======== Excerpted text

Like Brown, Szink argues that Nephi’s account in 1 Nephi is influenced by the fact that he wrote it some thirty years after its occurrence. Nephi was able to sort through the material in the large plates and select those things which would “persuade men to come unto the God of Abraham” (1 Nephi 6:3–4). Szink implies that the Book of Mormon might reflect Nephi’s hindsight in recognizing the significant number of similarities between the Nephite and Israelite exodus.6
Recurring Exodus More importantly, Tate and Brown also note that the exodus, a departure from one land to another in search of a new inheritance, continues even after the Nephites reach the promised land. Tate points out that after this initial exodus the pattern recurs both for the Nephite people as a whole and in the personal conversions of the Nephites. He notes that exodus recurs for the Nephite people as a whole in the accounts of Alma1 and his followers, the people of Limhi, and the Jaredites, and that “each individual conversion reenacts the exodus.”7 As evidence that individual conversion reenacts the exodus, Tate refers to Alma2 description of his conversion experience in terms of exodus.8
Like Tate, Brown also notes how the exodus pattern continues throughout the Book of Mormon. Brown discusses the exoduses of both the people of Limhi and Alma1, pointing out that in both cases it is the Lord who delivers the people from bondage. Brown notes such similarities between these later Nephite exoduses and the Israelite exodus as the fact that both the Israelites and the Nephites take their flocks and herds with them, and that the Lord eventually softens the hearts of the Egyptians, as he would later soften the hearts of the Lamanite overseers.
Interpreting the Significance of Exodus Scholars have likewise considered at length the continuation of exodus throughout Nephite history. Tate suggests that the exodus pattern in the Book of Mormon acts as a type which “unifies the work structurally and thematically.”9 Professor Bruce W. Jorgensen also examined the Book of Mormon typologically, but focused on Lehi’s dream rather than the exodus pattern as the key to understanding the Book of Mormon’s typological unity.10 Similarly, a host of scholars have addressed exodus typology in the Bible. However, Tate’s piece is significant because it is the first to examine how exodus works as a type in the Book of Mormon.

================
======== The input

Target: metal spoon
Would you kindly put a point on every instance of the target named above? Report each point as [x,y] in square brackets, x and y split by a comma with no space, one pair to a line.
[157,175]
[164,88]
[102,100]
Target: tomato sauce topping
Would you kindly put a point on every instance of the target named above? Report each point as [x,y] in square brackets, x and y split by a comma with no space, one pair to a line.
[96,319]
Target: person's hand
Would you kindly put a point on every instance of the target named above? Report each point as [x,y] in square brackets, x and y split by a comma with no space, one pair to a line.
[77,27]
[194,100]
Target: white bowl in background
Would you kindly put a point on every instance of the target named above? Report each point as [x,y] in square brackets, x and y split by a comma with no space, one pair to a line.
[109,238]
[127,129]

================
======== The input

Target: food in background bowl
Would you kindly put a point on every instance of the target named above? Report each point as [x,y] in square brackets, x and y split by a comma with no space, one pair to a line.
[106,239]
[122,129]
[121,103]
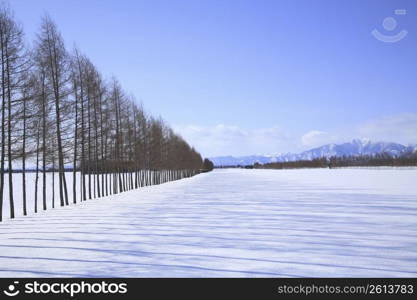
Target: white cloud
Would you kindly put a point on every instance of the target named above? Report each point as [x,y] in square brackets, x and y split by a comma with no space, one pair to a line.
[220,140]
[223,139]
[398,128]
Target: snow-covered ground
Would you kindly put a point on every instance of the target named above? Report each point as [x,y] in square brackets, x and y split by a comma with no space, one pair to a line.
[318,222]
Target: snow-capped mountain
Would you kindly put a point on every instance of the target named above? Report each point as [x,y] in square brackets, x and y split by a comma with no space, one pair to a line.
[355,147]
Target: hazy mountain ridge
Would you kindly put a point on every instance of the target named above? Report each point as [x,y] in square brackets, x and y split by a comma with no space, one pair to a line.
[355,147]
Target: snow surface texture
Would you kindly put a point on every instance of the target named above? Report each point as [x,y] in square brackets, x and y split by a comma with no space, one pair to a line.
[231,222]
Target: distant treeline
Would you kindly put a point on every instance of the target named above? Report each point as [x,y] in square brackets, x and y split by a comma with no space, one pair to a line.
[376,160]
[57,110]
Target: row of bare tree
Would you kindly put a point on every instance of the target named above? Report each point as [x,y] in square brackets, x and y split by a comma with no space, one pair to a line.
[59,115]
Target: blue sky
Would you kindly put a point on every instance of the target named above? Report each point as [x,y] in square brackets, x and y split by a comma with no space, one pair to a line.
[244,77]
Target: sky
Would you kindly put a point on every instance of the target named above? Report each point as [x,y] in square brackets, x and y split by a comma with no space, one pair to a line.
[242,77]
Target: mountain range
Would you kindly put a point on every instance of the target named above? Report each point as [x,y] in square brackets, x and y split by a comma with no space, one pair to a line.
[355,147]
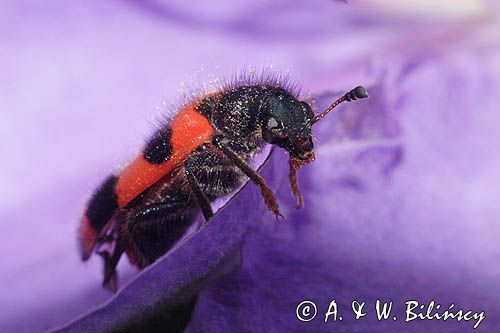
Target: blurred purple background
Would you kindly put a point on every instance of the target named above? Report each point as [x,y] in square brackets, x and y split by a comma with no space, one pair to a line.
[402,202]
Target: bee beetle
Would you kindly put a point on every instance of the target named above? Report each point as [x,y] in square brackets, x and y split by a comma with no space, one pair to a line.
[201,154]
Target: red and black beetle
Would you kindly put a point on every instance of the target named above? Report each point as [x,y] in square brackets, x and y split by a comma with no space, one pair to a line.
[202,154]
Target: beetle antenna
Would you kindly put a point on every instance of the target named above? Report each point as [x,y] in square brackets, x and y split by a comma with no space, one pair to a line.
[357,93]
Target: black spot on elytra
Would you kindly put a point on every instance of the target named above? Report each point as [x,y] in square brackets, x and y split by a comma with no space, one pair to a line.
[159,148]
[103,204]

================
======== The input

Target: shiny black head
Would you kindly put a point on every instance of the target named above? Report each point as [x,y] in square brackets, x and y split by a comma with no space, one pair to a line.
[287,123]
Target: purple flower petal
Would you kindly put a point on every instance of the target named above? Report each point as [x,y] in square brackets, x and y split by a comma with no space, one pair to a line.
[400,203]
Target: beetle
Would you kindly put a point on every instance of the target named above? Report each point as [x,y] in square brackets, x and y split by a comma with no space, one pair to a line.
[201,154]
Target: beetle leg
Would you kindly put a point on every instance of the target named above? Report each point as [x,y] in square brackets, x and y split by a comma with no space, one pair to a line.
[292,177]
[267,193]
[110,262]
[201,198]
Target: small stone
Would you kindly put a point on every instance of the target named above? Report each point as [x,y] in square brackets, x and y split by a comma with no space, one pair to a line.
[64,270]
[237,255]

================

Challenges:
(a) Take the stretch of the exodus passage from "Interpreting the Significance" through "in the Book of Mormon.", switch "at length" to "in depth", and write the stretch out again.
(b) Locate every line in the entries that holds the word "purple", and copy each of those lines.
The entries have no connection to the passage on exodus in the Book of Mormon.

Exercise answers:
(a)
Interpreting the Significance of Exodus Scholars have likewise considered in depth the continuation of exodus throughout Nephite history. Tate suggests that the exodus pattern in the Book of Mormon acts as a type which “unifies the work structurally and thematically.”9 Professor Bruce W. Jorgensen also examined the Book of Mormon typologically, but focused on Lehi’s dream rather than the exodus pattern as the key to understanding the Book of Mormon’s typological unity.10 Similarly, a host of scholars have addressed exodus typology in the Bible. However, Tate’s piece is significant because it is the first to examine how exodus works as a type in the Book of Mormon.

(b)
Target: blurred purple background
Target: purple flower petal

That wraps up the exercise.